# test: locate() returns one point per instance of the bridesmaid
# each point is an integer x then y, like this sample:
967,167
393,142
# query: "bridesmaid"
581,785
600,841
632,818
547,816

• About this exercise:
Copy every record above exactly as it stands.

• Response area:
# test: locate() returns one point per instance of the bridesmaid
# each point is an integer x then y, like this sample:
967,167
393,142
# query: "bridesmaid"
581,785
600,841
632,818
547,816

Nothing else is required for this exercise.